Pointing dataset records ▸
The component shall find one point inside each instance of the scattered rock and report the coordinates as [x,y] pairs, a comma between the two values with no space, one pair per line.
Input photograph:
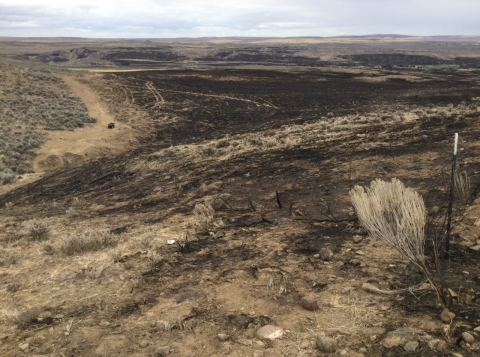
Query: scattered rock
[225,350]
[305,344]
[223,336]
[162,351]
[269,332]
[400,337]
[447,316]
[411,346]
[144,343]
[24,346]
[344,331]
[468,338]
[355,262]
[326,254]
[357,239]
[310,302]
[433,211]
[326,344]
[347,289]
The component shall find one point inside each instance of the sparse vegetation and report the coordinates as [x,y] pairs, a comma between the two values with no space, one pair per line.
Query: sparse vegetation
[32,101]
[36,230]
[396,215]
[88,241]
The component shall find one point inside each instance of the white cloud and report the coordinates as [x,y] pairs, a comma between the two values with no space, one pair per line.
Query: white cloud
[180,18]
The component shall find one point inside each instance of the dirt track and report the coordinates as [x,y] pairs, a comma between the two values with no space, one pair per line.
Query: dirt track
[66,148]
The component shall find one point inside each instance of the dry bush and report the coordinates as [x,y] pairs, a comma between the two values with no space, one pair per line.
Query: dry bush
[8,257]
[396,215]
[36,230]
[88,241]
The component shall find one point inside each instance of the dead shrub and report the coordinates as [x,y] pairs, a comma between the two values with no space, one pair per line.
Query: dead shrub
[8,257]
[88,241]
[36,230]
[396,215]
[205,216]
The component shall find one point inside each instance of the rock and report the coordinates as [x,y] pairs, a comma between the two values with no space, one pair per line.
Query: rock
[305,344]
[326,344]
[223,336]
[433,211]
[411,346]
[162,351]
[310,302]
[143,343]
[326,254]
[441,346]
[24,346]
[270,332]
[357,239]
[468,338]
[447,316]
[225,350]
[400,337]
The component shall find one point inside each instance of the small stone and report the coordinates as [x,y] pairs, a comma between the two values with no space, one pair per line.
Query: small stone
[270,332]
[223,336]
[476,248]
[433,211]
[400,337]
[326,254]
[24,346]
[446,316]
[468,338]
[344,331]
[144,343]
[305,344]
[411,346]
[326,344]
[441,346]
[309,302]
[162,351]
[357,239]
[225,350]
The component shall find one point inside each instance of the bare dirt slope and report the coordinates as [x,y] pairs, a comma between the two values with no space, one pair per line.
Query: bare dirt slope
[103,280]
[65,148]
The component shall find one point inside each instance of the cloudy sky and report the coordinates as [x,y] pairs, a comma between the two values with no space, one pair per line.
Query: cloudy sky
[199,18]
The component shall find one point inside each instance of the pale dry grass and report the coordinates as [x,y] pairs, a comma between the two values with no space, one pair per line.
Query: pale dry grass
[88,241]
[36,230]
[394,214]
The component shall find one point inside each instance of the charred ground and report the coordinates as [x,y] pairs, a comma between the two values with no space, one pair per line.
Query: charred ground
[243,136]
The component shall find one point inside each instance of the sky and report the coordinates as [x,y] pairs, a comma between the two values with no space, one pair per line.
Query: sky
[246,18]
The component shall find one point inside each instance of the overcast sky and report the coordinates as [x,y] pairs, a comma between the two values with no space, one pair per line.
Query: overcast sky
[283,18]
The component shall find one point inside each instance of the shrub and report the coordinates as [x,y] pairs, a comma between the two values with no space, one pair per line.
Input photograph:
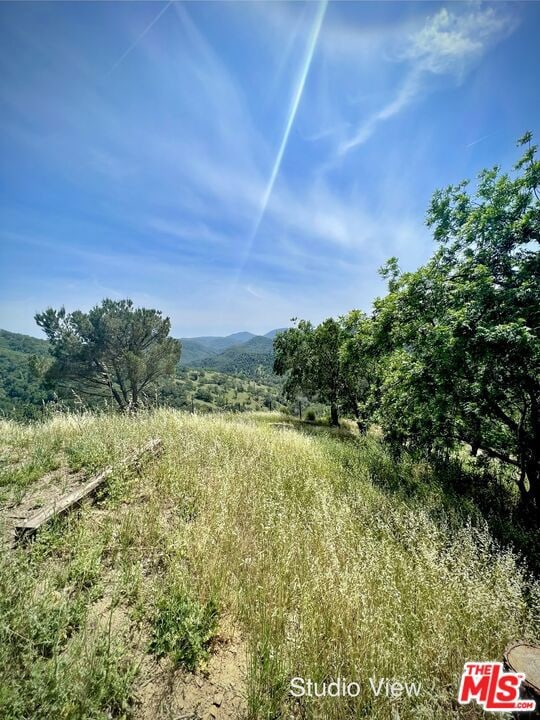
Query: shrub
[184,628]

TASK REQUIREMENTS ▸ Please render these lines as a numbered list, leaving out any blank lines and any pictures.

WRITTEN RESPONSE ▸
1. The component shall find one point inside each instance of the scattered rock and report the coordinates as [x,y] pairs, a comma between the two values with no space, one pair per line.
2. Input photograph:
3. Query: scattered rock
4. [225,350]
5. [305,344]
6. [223,336]
7. [162,351]
8. [269,332]
9. [400,337]
10. [447,316]
11. [411,346]
12. [144,343]
13. [24,346]
14. [344,331]
15. [468,338]
16. [355,262]
17. [326,254]
18. [357,239]
19. [310,302]
20. [433,211]
21. [326,344]
22. [347,289]
23. The component shall find one point inside each instance of the sparse vegetation and report the coordinates as [x,y] pairs, a comma between the two values with no space, one pair per line.
24. Query: sparse vegetation
25. [32,101]
26. [36,230]
27. [396,215]
28. [88,241]
29. The component shall find one point inside each instance of the white cloud and report the coordinates as [x,y] pairs, a comma between the two values with no space, one pair per line.
30. Query: white cloud
31. [180,18]
32. The component shall find one point inside each instance of the dirt track and report the coordinates as [x,y] pairs, a comma between the two values with no space, one pair per line.
33. Query: dirt track
34. [66,148]
35. The component shall find one point inside each instance of the dry bush and report the coordinates as [x,y] pairs, a comma between the two values with no space, one pair per line.
36. Query: dry bush
37. [8,257]
38. [396,215]
39. [36,230]
40. [88,241]
41. The component shall find one point inside each instance of the dead shrub and report the coordinates as [x,y] pairs, a comma between the two values with no space, one pair per line.
42. Query: dead shrub
43. [8,257]
44. [88,241]
45. [36,230]
46. [396,215]
47. [205,216]
48. The component shall find one point inside each instance of the rock and report the coordinates as [x,y] pairs, a comma between the two values with no space, one pair per line.
49. Query: rock
50. [305,344]
51. [326,344]
52. [223,336]
53. [433,211]
54. [411,346]
55. [162,351]
56. [310,302]
57. [143,343]
58. [326,254]
59. [441,346]
60. [24,346]
61. [270,332]
62. [357,239]
63. [468,338]
64. [447,316]
65. [225,350]
66. [400,337]
67. The component shall find one point inside each instance of the small stone and report the coordinates as [x,y] pairs, a comma between the two values with no space, one pair per line.
68. Query: small stone
69. [270,332]
70. [223,336]
71. [476,248]
72. [433,211]
73. [400,337]
74. [326,254]
75. [24,346]
76. [446,316]
77. [468,338]
78. [344,331]
79. [144,343]
80. [305,344]
81. [411,346]
82. [326,344]
83. [441,346]
84. [309,302]
85. [162,351]
86. [357,239]
87. [225,350]
88. The component shall find one point inside each instance of the bare dirt slope and report the coordinates as [x,y] pairs, a comma between the two values with no space, one pair per line.
89. Query: bare dirt slope
90. [103,280]
91. [65,148]
92. The component shall find one point inside each instance of the cloudy sky and report the coordinates as [x,y] pairs, a comma between the two values with no space, one pair per line.
93. Query: cloudy sky
94. [199,18]
95. The component shall find one point inside each instance of the pale dry grass and report the coordinates as [x,y] pairs, a comma between the two values with no space, one pair per line.
96. Query: pale dry grass
97. [88,241]
98. [36,230]
99. [394,214]
100. The component shall find one point inside each instance of the charred ground and report the coordinates as [x,y] pairs, a comma between the two values with no space, one pair per line.
101. Query: charred ground
102. [243,136]
103. The component shall find one point inside each instance of the sky and report the coordinates as [x,y] pairs, a comma between the two values with no space, one pair per line.
104. Query: sky
105. [246,18]
106. The component shall find one point inside each instance of the overcast sky and report the coordinates as [x,y] pairs, a comma between the two values with no space, one pair per line.
107. Query: overcast sky
108. [283,18]
109. The component shall find one point inside each instance of the shrub and report the coordinates as [x,y] pairs, a comma between the two values with no space, one pair per line.
110. Input photograph:
111. Query: shrub
112. [184,628]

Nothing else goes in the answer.